Work to be completed -
The result should be an exact copy of the lines from the one with "Target: white ceiling" through the last line of the data below, both included.

Image point grounding data
━━━━━━━━━━━━━━━━━━━━━━━━━━━━━━

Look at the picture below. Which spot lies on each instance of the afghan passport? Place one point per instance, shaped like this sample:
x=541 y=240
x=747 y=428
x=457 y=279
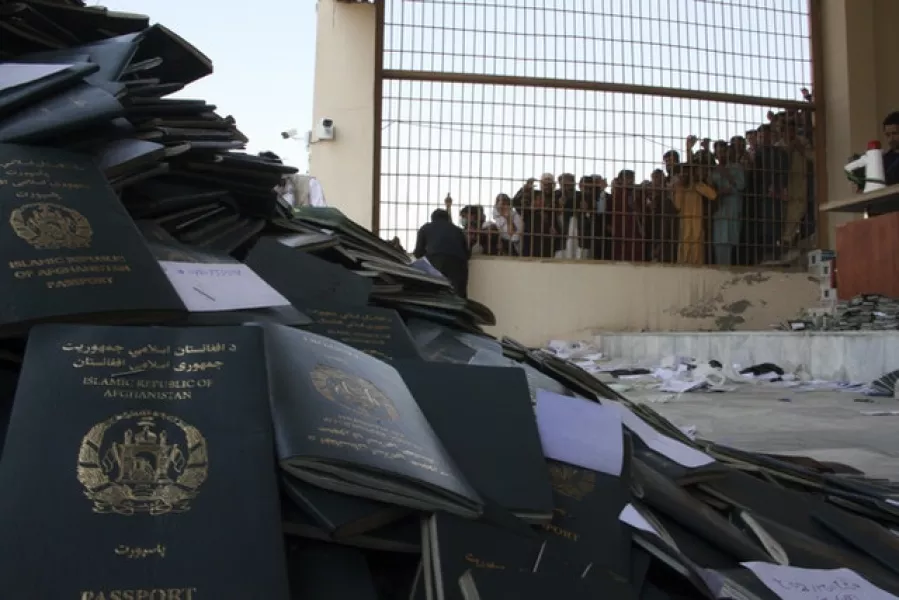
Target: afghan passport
x=139 y=463
x=68 y=247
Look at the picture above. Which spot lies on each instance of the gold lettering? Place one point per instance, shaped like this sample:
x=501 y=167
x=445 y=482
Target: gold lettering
x=482 y=564
x=144 y=395
x=134 y=552
x=142 y=594
x=564 y=533
x=79 y=282
x=62 y=266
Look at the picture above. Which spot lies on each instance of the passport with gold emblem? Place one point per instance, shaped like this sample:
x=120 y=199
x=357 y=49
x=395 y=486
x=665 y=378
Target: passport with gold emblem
x=346 y=422
x=139 y=463
x=68 y=247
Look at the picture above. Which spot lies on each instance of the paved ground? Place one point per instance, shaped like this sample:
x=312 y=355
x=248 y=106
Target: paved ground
x=823 y=425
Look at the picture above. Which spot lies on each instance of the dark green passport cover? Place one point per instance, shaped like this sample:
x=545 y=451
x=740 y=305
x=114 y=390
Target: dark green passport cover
x=141 y=458
x=68 y=247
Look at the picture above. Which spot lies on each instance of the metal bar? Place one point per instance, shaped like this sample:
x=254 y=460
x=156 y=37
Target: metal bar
x=822 y=220
x=593 y=86
x=378 y=117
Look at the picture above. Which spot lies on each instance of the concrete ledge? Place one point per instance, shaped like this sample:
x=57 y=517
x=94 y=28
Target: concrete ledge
x=839 y=356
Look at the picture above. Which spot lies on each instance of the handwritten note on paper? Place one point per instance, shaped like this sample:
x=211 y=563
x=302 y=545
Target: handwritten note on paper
x=793 y=583
x=580 y=432
x=211 y=287
x=677 y=451
x=635 y=519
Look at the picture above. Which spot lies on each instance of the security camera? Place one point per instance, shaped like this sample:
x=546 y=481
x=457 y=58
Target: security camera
x=325 y=129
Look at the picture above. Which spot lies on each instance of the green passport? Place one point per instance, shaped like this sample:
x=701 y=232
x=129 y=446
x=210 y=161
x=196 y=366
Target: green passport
x=139 y=464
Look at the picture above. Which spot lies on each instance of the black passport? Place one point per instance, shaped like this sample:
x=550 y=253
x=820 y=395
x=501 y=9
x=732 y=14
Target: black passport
x=451 y=546
x=379 y=332
x=585 y=529
x=321 y=571
x=467 y=407
x=346 y=422
x=69 y=247
x=149 y=451
x=486 y=584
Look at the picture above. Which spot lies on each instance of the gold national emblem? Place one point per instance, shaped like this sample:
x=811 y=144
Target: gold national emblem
x=49 y=226
x=353 y=393
x=142 y=462
x=572 y=482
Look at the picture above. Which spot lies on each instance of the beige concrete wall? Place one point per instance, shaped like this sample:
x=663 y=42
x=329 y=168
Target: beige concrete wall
x=344 y=91
x=539 y=300
x=860 y=88
x=534 y=300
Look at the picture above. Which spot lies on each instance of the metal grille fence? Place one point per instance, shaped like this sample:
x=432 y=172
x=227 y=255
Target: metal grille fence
x=547 y=123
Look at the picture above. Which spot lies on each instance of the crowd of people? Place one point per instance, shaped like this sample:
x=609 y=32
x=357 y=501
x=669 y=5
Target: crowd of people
x=746 y=200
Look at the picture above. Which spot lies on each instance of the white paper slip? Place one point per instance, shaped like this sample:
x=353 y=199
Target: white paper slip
x=677 y=451
x=213 y=287
x=580 y=432
x=632 y=517
x=793 y=583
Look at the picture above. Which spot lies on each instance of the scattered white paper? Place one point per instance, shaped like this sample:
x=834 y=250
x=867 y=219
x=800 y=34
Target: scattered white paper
x=793 y=583
x=16 y=74
x=213 y=287
x=678 y=386
x=580 y=432
x=632 y=517
x=669 y=447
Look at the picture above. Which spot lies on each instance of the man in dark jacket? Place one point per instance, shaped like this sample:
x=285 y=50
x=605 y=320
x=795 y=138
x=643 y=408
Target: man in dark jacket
x=445 y=247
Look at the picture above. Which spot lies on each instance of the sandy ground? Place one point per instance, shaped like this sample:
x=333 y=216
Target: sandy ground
x=824 y=425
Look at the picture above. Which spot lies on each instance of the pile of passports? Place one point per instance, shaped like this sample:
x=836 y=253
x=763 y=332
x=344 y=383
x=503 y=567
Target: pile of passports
x=209 y=393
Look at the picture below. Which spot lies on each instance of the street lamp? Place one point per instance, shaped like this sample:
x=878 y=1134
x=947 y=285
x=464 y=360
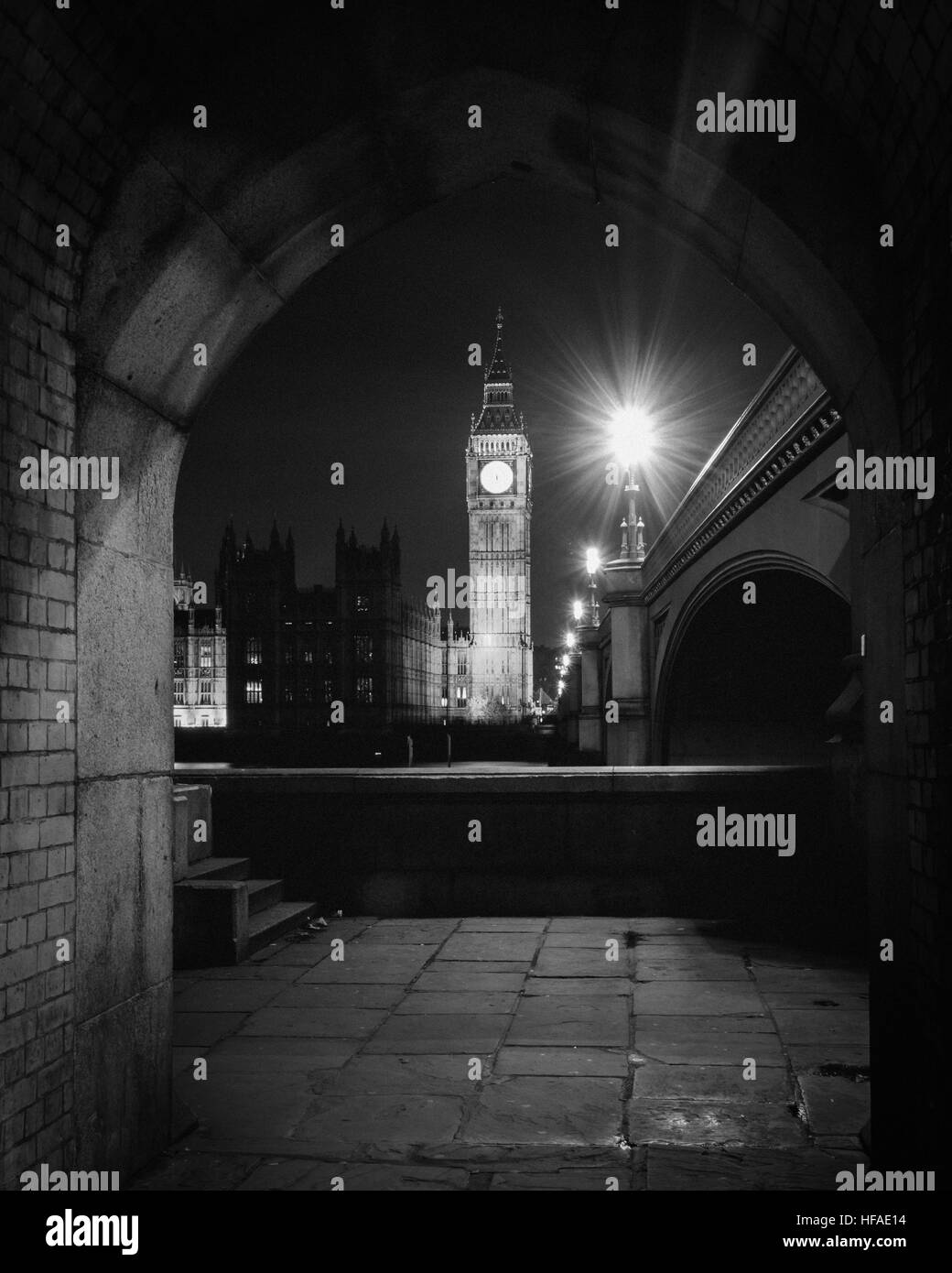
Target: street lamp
x=592 y=565
x=632 y=437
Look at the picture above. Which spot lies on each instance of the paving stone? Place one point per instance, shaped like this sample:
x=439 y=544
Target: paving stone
x=743 y=1169
x=484 y=1159
x=470 y=976
x=583 y=986
x=590 y=923
x=573 y=962
x=547 y=1112
x=296 y=1175
x=697 y=998
x=423 y=933
x=227 y=996
x=489 y=946
x=835 y=1106
x=349 y=1120
x=708 y=1040
x=457 y=1001
x=546 y=1115
x=600 y=1061
x=247 y=1105
x=713 y=1123
x=250 y=973
x=185 y=1058
x=442 y=1032
x=713 y=1083
x=395 y=965
x=315 y=1022
x=788 y=1001
x=419 y=1074
x=807 y=982
x=276 y=1054
x=690 y=942
x=569 y=1181
x=595 y=939
x=807 y=1058
x=194 y=1171
x=503 y=926
x=322 y=995
x=304 y=953
x=563 y=1018
x=204 y=1028
x=701 y=968
x=805 y=1028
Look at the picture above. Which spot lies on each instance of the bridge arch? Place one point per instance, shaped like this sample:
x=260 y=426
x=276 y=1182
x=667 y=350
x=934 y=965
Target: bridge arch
x=716 y=643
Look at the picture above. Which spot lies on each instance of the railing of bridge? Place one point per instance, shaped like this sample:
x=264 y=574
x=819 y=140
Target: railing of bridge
x=778 y=431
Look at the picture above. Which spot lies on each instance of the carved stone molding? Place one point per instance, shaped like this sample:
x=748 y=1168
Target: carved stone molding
x=779 y=431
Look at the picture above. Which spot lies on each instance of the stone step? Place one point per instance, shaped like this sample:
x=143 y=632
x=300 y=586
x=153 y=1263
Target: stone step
x=276 y=920
x=221 y=868
x=264 y=894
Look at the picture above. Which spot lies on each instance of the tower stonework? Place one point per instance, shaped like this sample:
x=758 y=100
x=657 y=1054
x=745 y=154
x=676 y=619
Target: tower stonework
x=499 y=503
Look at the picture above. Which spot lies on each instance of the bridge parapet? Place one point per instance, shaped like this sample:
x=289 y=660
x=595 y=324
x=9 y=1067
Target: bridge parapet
x=779 y=430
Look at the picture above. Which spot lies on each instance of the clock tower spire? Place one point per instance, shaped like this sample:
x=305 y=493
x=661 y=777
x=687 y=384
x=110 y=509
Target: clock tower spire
x=499 y=503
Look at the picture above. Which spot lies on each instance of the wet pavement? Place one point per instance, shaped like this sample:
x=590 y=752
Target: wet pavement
x=569 y=1053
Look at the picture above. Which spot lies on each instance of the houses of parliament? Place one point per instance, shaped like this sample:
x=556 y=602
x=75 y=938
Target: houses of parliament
x=271 y=656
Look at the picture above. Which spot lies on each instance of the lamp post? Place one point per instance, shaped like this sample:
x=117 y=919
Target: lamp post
x=592 y=565
x=628 y=737
x=632 y=433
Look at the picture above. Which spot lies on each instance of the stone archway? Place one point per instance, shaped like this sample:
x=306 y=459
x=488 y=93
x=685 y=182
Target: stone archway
x=179 y=264
x=718 y=649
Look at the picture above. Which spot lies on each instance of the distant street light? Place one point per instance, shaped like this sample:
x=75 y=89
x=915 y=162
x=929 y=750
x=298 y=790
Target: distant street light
x=632 y=437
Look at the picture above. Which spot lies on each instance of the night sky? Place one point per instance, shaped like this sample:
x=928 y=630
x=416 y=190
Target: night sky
x=368 y=365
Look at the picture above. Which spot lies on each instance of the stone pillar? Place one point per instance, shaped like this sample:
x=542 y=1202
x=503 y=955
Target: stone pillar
x=629 y=741
x=573 y=707
x=590 y=699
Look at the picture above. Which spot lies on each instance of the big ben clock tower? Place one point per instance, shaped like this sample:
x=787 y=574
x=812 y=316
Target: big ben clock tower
x=499 y=502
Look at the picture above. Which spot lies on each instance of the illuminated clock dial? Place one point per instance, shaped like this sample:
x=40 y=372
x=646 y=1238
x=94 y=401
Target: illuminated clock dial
x=496 y=476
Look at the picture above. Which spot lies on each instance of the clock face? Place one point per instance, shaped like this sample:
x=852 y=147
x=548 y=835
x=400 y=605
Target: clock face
x=496 y=476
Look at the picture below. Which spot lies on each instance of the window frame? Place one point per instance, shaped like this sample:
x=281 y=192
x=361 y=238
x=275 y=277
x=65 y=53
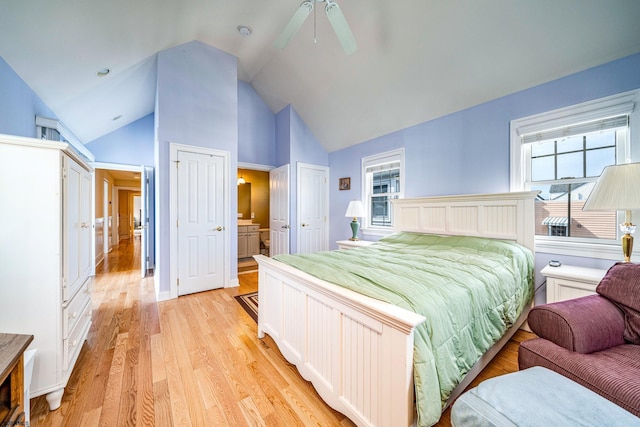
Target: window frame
x=627 y=152
x=387 y=157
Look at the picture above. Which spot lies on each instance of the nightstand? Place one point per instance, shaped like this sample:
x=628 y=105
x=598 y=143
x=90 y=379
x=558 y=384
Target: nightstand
x=350 y=244
x=568 y=281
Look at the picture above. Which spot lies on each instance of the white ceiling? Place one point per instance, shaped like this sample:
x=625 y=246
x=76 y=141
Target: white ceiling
x=418 y=59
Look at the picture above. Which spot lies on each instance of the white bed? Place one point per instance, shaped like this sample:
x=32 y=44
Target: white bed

━━━━━━━━━━━━━━━━━━━━━━━━━━━━━━

Answer box -
Target: white ceiling
x=418 y=59
Look at the picture above. Which spot lies on each instance of the white bed? Place one point per instance, shaped like this sample:
x=32 y=44
Target: white bed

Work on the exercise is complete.